[Begin]

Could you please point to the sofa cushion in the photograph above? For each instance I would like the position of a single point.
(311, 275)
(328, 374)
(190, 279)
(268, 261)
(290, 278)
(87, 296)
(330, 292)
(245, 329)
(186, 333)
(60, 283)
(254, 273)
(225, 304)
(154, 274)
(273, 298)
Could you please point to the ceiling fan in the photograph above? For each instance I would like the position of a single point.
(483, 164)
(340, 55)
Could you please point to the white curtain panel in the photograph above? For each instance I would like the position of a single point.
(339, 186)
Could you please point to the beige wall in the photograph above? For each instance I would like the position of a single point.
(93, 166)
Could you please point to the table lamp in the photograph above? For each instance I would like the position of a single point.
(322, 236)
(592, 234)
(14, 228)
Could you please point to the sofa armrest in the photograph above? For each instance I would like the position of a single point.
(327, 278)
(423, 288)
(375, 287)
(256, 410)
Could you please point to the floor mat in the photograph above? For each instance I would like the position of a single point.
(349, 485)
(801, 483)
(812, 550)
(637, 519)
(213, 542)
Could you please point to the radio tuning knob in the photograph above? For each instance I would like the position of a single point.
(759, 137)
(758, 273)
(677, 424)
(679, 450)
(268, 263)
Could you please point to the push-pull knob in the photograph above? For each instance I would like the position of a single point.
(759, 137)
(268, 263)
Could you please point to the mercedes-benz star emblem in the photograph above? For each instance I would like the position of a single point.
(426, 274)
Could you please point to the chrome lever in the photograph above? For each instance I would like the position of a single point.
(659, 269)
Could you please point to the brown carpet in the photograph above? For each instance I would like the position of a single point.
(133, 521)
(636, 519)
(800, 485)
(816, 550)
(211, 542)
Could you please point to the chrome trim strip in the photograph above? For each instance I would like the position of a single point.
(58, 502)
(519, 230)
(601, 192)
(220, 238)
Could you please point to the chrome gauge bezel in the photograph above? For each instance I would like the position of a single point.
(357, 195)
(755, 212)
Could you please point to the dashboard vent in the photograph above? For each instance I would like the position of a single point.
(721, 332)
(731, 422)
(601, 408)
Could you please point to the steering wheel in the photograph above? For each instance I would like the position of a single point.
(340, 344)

[End]

Requirements
Lay out every row above as a Markdown table with the columns Number and Line, giving each row its sequence number and leaving out blank lines.

Written reply
| Number | Line |
|---|---|
| 1 | Could you please point to the sofa cushion in the photograph above? For each instance I would like the position of a single point. |
| 2 | (311, 275) |
| 3 | (328, 374) |
| 4 | (190, 279) |
| 5 | (268, 261) |
| 6 | (290, 278) |
| 7 | (87, 296) |
| 8 | (330, 292) |
| 9 | (245, 329) |
| 10 | (186, 333) |
| 11 | (60, 283) |
| 12 | (254, 273) |
| 13 | (225, 304) |
| 14 | (154, 274) |
| 15 | (273, 298) |
| 16 | Could you please point to the ceiling fan in the photograph above? For each instance I would like the position of a single point. |
| 17 | (483, 164) |
| 18 | (340, 55) |
| 19 | Could you please point to the white curtain panel in the photograph above? For each instance I would like the position of a single point. |
| 20 | (339, 186) |
| 21 | Could you please point to the beige wall in the photograph above? For each instance I would like the position of a single point. |
| 22 | (93, 166) |
| 23 | Could you please point to the table lamp in the photograph above? For each instance I would like the position of a single point. |
| 24 | (322, 236) |
| 25 | (592, 234) |
| 26 | (14, 228) |
| 27 | Could you please point to the sofa armrest in the photograph above? For each instance I would like the position of a single point. |
| 28 | (327, 278) |
| 29 | (423, 288) |
| 30 | (375, 287) |
| 31 | (256, 410) |
| 32 | Could you please point to the floor mat in the photograph above? For each instance I would like the position of a single point. |
| 33 | (349, 485) |
| 34 | (801, 483) |
| 35 | (812, 550) |
| 36 | (637, 519) |
| 37 | (213, 542) |
| 38 | Could you please point to the radio tuning knob in the photograph above? For each instance I would like the position of a single point. |
| 39 | (759, 137) |
| 40 | (758, 273) |
| 41 | (677, 424) |
| 42 | (679, 450) |
| 43 | (268, 263) |
| 44 | Could you please point to the push-pull knob in the photograph above? For each instance I would like the position of a single point. |
| 45 | (759, 137) |
| 46 | (268, 263) |
| 47 | Could you please point to the mercedes-benz star emblem in the photograph above? For each instance I would like the position of a single point. |
| 48 | (426, 274) |
| 49 | Could you please point to the chrome lever in the photograph above? For each instance I would like the position of a single point. |
| 50 | (659, 269) |
| 51 | Could you please point to the brown carpet in the photograph above? For each instance I would like the position of a single point. |
| 52 | (133, 521) |
| 53 | (636, 519) |
| 54 | (800, 485) |
| 55 | (816, 550) |
| 56 | (211, 542) |
| 57 | Could you please point to the chrome trim strip in the photograph above? For each instance I would like the position of a single point. |
| 58 | (58, 502) |
| 59 | (519, 230) |
| 60 | (601, 192) |
| 61 | (220, 238) |
| 62 | Could you please point to the chrome gauge bezel in the photograph above? For each instance I would like the position of a single point. |
| 63 | (357, 195) |
| 64 | (755, 212) |
| 65 | Could you please point to the dashboard vent in the photograph above? For each instance I would like the position of a single point. |
| 66 | (721, 332) |
| 67 | (731, 422) |
| 68 | (601, 408) |
| 69 | Could you please point to the steering wheel in the photograph above? For each instance I would like the position of a single point. |
| 70 | (340, 344) |